TAREFAS:
#1 Responda com base no texto sobre os deuses em Lucrécio:
(a) Em que situação, principalmente, o ânimo não é capaz de discernir entre realidade e imaginação?
(b) Quais são as duas únicas naturezas que existem?
(c) De que livro da obra vem a passagem em versos citada?
#2 Segundo o texto sobre os deuses em Lucrécio, por que a emissão de simulacros pelos deuses gera um paradoxo teológico? Explique em até três frases.
#3 Prossiga o texto sobre os deuses em Lucrécio a partir de onde ele termina.

TRECHO FORNECIDO:
----
Notemos que as imagens dos deuses nos chegam, mas o ânimo dos homens tira sozinho suas conclusões, fantasiando seres fortes, imortais, belos e infatigáveis, senhores das coisas e habitantes do céu. Lucrécio, no entanto, várias vezes nos alertara de que o ânimo é passível de tirar conclusões erradas sobre os dados sensoriais que o afetam, e que principalmente em sonhos, o ânimo, exausto e em repouso, junto com a alma, não é capaz de discernir entre realidade e imaginação. Destarte, a natureza dos deuses para nós, nesse mundo, é a mesma dos simulacros: imagens desprendidas das coisas, que pairam invisíveis aos olhos e acabam sendo finalmente captadas pela mente. A aproximação dos deuses aos simulacros é mais evidente ainda nessa passagem do Livro 6:

Se não retiras do ânimo e enjeitas bem longe a ideia
de atribuir aos deuses atos indignos e turvos,
seus santos numes divinos, por ti desdenhados, amiúde 70
obstruir-te-ão ― não que a força suprema dos deuses consiga
ser violada ou, vibrando de ira, infligir pena amarga ―;
mas enquanto eles, em plácida paz, permanecem quietos,
iras em imensas torrentes irás conceber revolverem
e não chegarás com um plácido peito aos templos dos deuses, 75
nem aos simulacros que são desprendidos de seu santo corpo
― anúncios de forma divina, os quais nas mentes dos homens
se insinuam ― irás recebê-los de ânimo calmo.
E a isso é possível notares que tipo de vida se segue. (VI,68-79)

A natureza dos deuses para nós, enfim se revela: é dar-nos notícia de uma forma divina, de uma imagem de vida perfeita, que devemos, dentro, é claro, de nossas limitações, buscar também, pelo afastamento do medo de morrer, pelo caráter moderado e tranquilo, e pela correta seleção e fruição dos verdadeiros prazeres.

Há nisso tudo, porém, um, digamos, paradoxo teológico: se os deuses emitem simulacros, eles têm um corpo; mas se têm um corpo, têm um arranjo de átomos e espaço vazio (pois só existem duas naturezas, átomos e vazio); mas, embora essas duas naturezas sejam infinitas e eternas, seus arranjos não são; logo, se algo emite simulacros, ele está sujeito a desgaste e morte, o que seria incompatível com deuses.

Além disso, era de se esperar que o materialista Lucrécio pura e simplesmente negasse a existência dos deuses, o que ele jamais faz na obra. E por que nem ele, nem seu mestre Epicuro, o fazem? Acreditamos que eles, no fundo, preservam a ideia de existência dos deuses, embora de forma paradoxal, buscando associar a vida perfeita possível a nós (claro, aquela que segue as preconizações epicuristas) a uma vida condigna à dos deuses, e (o que é mais importante) sem que estes, modelos indiferentes de perfeição, se interessem em nos julgar ou censurar. Dessa maneira, fica preservada também a liberdade de buscarmos nossa felicidade nesse mundo, sem outra moral que a restrinja além daquela que devemos impor a nós mesmos para o nosso próprio bem.
----
TRECHOS DE DADOS:

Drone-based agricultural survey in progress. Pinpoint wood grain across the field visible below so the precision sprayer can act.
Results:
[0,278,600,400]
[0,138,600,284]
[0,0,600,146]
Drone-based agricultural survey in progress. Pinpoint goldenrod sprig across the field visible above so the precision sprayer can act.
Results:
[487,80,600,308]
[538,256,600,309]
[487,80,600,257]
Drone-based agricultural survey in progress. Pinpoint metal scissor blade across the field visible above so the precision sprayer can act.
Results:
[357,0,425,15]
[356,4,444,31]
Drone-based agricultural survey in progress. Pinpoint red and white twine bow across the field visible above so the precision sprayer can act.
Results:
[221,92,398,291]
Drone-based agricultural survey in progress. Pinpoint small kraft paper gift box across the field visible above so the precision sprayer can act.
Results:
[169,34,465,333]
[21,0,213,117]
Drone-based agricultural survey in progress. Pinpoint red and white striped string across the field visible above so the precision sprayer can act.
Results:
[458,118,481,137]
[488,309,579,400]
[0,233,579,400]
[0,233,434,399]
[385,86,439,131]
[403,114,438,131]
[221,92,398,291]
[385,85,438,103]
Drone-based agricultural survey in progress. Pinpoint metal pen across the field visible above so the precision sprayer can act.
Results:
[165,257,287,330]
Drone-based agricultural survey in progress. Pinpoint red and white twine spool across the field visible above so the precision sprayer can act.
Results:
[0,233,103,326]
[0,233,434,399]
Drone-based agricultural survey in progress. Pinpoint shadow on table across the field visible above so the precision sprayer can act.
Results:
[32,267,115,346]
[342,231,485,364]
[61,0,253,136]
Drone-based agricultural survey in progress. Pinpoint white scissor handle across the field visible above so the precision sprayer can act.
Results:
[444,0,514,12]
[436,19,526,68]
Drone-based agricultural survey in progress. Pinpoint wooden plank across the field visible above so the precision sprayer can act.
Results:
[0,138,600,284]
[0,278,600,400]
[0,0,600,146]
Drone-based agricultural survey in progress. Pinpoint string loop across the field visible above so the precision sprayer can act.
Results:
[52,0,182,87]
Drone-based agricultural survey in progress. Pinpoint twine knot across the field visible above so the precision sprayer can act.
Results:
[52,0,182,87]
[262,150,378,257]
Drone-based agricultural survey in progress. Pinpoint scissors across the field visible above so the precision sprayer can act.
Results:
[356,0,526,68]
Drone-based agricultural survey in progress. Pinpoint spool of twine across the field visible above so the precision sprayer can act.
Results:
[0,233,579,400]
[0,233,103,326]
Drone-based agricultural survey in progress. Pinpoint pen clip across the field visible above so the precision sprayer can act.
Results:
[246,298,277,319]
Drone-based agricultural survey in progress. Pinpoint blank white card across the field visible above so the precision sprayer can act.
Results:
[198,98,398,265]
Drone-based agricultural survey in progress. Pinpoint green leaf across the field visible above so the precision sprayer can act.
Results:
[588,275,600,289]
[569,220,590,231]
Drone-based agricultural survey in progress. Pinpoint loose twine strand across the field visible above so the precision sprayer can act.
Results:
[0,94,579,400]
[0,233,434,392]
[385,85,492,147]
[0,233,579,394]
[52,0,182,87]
----
RESPOSTAS POR TAREFA:
#1
(a) Em sonhos, quando o ânimo está exausto e em repouso, junto com a alma.
(b) Átomos e vazio.
(c) Do Livro 6.

#2 Se os deuses emitem simulacros, eles têm um corpo, e todo corpo é um arranjo de átomos e espaço vazio. Embora átomos e vazio sejam infinitos e eternos, seus arranjos não são, de modo que o que emite simulacros está sujeito a desgaste e morte. Isso seria incompatível com a natureza dos deuses.

#3
Paradoxal, santificante, legitimadora e útil, existindo tão-somente como imagem de vida perfeita na mente: essa é, portanto, a natureza dos deuses para nós; e sendo a filosofia tão querida por Lucrécio uma filosofia do significado e utilidade das coisas “para nós”, essa natureza é, além disso, suficiente.

Acácio Luiz Santos.

quarta-feira, 30 de janeiro de 2019

Lucrécio e os deuses (2ª parte)


Na primeira parte de nossa postagem, vimos como Lucrécio concebe os deuses levando uma vida apartada da nossa, sem privações, desinteressados de todos os nossos assuntos, e não exercendo nenhum papel na criação nem no funcionamento do mundo. Mesmo assim, nada disso impede que os homens lhes ofereçam grandes tributos e sacrifícios.

É inevitável, diante desse quadro, fazer uma indagação: se os deuses nos ignoram por completo e jamais nos dão, digamos, a honra de sua visita, por que o homem, mesmo assim, cultua-os, não raro ofertando-lhes cruentos sacrifícios? A resposta, para Lucrécio, é bem simples e se resume a duas causas possíveis: medo de morrer e ambição de poder.

O medo de morrer não raro se relaciona ao temor de sofrer castigos eternos por males cometidos em vida, e este é um tópico frequente em várias religiões, que instigam o medo de agir mal, sob a argumentação de que, mesmo não sendo castigado em vida, o homem não escapará de ajustar suas contas após ter morrido. Assim faziam os vates (os sacerdotes) em Roma, que Lucrécio denuncia a seu amigo e discípulo Mêmio:

Quanto a ti, em momento iminente, dos vates vencido 102
pelos seus ditos terríveis, de nós desertar já desejas.
Mas certamente, que, em ti, insinuar muitos sonhos já ousam,
que, sem demora, da vida as regras mudar ora possam 105
e assim plenamente, aos teus arbítrios, turvar de temor! E
o fazem em proveito seu: pois, se existir de labores um termo
fixo os homens notassem, prevaleceriam de razão
à religião e, às ameaças dos vates, assim opor-se-iam.
Ora, nenhuma razão, faculdade nenhuma, resiste 110
quando ainda se temem tormentos eternos na morte. (I,102-111)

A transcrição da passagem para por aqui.